> _Schriftliche Aufgabe 1_: Prüfe anhand des Seitenauszugs zur Abschlussprüfung, ob die Aussagen (a) bis (c) zutreffen, und belege jede Antwort mit dem entscheidenden Wortlaut. (a) Jahresabschlüsse werden vom Wirtschaftsprüfer veröffentlicht. (b) Nach derzeitiger Rechtslage wechselt der Prüfungsleiter innerhalb des Wirtschaftsprüfungsunternehmens nach sechs Jahren. (c) Die Wirtschaftsprüfer haben eine externe Rotation bisher befürwortet.
> _Schriftliche Aufgabe 2_: Erläutere in höchstens drei Sätzen, warum die Unabhängigkeit des Prüfers laut Seitenauszug bei Meinungsverschiedenheiten mit der Geschäftsleitung gefährdet ist.
> _Schriftliche Aufgabe 3_: Gib den Seitenauszug wortgetreu wieder, beginnend bei „Die Unabhängigkeit des“ bis einschließlich „von sechs Jahren.“.

> _Seitenauszug_:
------------

Jahresabschlüsse sind vom geprüften Unternehmen zu veröffentlichen. In aller Regel endet die Bilanzprüfung mit einem uneingeschränkten Testat. Wenn aber das Testat vom Wirtschaftsprüfer eingeschränkt wird, erfahren Kunden, Lieferanten, die Arbeitnehmer, die Banken und die interessierte Öffentlichkeit, dass das Unternehmen nicht richtig bilanziert. Die negative Dynamik eines eingeschränkten Testats kann ein Unternehmen in die Insolvenz führen.
Abhängige Prüfer
Solange über die Bilanzansätze zwischen Geschäftsleitung und Prüfer Einigkeit herrscht, ist die Unabhängigkeit und Objektivität des Prüfers nicht gefährdet. Schwierig wird es dann, wenn Meinungsverschiedenheiten auftreten. Der Prüfer muss nämlich auch das Wohlwollen des geprüften Unternehmens im Auge haben. Er möchte den Prüfungsauftrag nach Möglichkeit im nächsten Jahr wieder haben. Der Prüfer dient allerdings nicht primär seinem Klienten, sondern den Gläubigern und den potenziellen Investoren des Unternehmens. Dies zeigt sich vor allem dann, wenn Meinungsverschiedenheiten zwischen Prüfer und Geschäftsleitung auftreten. Das Unternehmen möchte beispielsweise einen Bilanzverlust (unzulässigerweise) über mehrere Jahre verteilen, damit die Bilanzoptik nicht so dramatisch verschlechtert wird. Der Prüfer ist schon allein deshalb gewillt, seinem Mandanten zu helfen, weil er gewohnt ist, Klientenbedürfnisse bestmöglich zu erfüllen. Als Unternehmer muss er allerdings auch am Prüfungshonorar im Folgejahr interessiert sein.
Die Unabhängigkeit des Prüfers ist daher nur gewahrt, wenn es zu der - von den Wirtschaftsprüfern bislang immer abgelehnten - externen Rotation kommt. Nach derzeitiger Rechtslage gibt es nur eine interne Rotation des Prüfungleiters innerhalb des Wirtschaftsprüfungsunternehmens nach einem Ablauf von sechs Jahren.

------------

> _Erfasste Daten_:
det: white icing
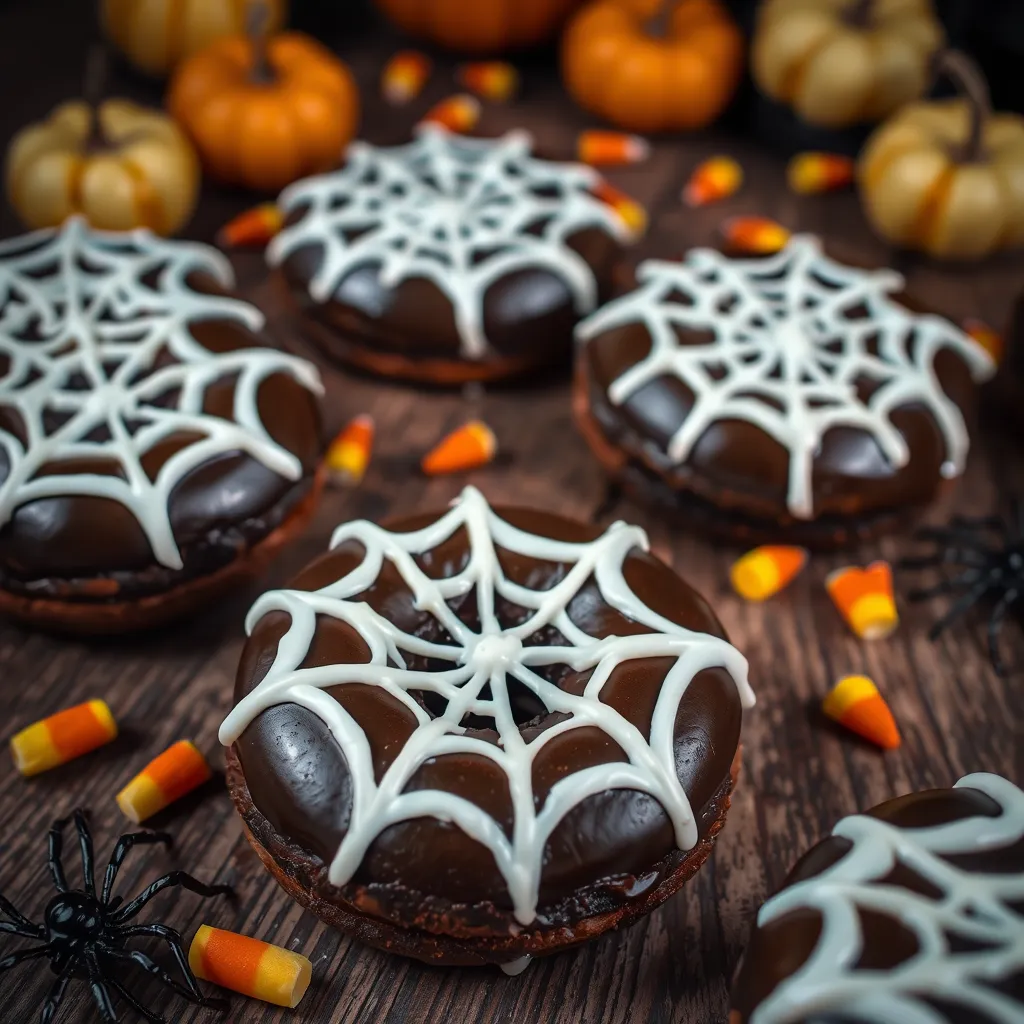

------------

> _Schriftliche Antwort 1_:
(a) Nein: „Jahresabschlüsse sind vom geprüften Unternehmen zu veröffentlichen.“
(b) Ja: „Nach derzeitiger Rechtslage gibt es nur eine interne Rotation des Prüfungleiters innerhalb des Wirtschaftsprüfungsunternehmens nach einem Ablauf von sechs Jahren.“
(c) Nein: „von den Wirtschaftsprüfern bislang immer abgelehnten“

> _Schriftliche Antwort 2_: Der Prüfer muss auch das Wohlwollen des geprüften Unternehmens im Auge haben, weil er den Prüfungsauftrag nach Möglichkeit im nächsten Jahr wieder erhalten möchte. Als Unternehmer ist er am Prüfungshonorar im Folgejahr interessiert. Zudem ist er gewohnt, Klientenbedürfnisse bestmöglich zu erfüllen, und deshalb gewillt, seinem Mandanten zu helfen.

> _Schriftliche Antwort 3_:
Die Unabhängigkeit des Prüfers ist daher nur gewahrt, wenn es zu der - von den Wirtschaftsprüfern bislang immer abgelehnten - externen Rotation kommt. Nach derzeitiger Rechtslage gibt es nur eine interne Rotation des Prüfungleiters innerhalb des Wirtschaftsprüfungsunternehmens nach einem Ablauf von sechs Jahren.